Julia Cagé est une économiste reconnue dont la voix porte. Après avoir étudié le financement des médias et leur gouvernance, elle s’est intéressée au prix de la démocratie à travers le rôle joué par l’argent et les intérêts privés dans un ouvrage à succès. Si le constat qu’elle dresse est sans appel, cela ne l’empêche pas d’imaginer des solutions pour une meilleure représentativité de la société dans la vie politique. Des « propositions radicales » qu’elle développe dans son dernier livre, Libres et égaux en voix (Fayard). Rencontre avec une observatrice engagée qui se « refuse à renoncer ».
Vivons-nous vraiment en démocratie ?

* * * * * * *

* _DÉFI 1_
Recopiez le passage du texte source allant de « Julia Cagé est » jusqu'à « en démocratie ? » inclus, en remplaçant « économiste » par « chercheuse ».
* _DÉFI 2_
D'après le texte source, quel est le titre du dernier livre de Julia Cagé ?
Appuyez-vous seulement sur le texte source.

* _DONNÉES_
* * * * * * *

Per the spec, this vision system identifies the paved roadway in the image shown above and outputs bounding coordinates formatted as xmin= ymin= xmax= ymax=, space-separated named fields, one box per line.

* * * * * * *

* _RÉSULTAT 1_
Julia Cagé est une chercheuse reconnue dont la voix porte. Après avoir étudié le financement des médias et leur gouvernance, elle s’est intéressée au prix de la démocratie à travers le rôle joué par l’argent et les intérêts privés dans un ouvrage à succès. Si le constat qu’elle dresse est sans appel, cela ne l’empêche pas d’imaginer des solutions pour une meilleure représentativité de la société dans la vie politique. Des « propositions radicales » qu’elle développe dans son dernier livre, Libres et égaux en voix (Fayard). Rencontre avec une observatrice engagée qui se « refuse à renoncer ».
Vivons-nous vraiment en démocratie ?

* _RÉSULTAT 2_
Libres et égaux en voix.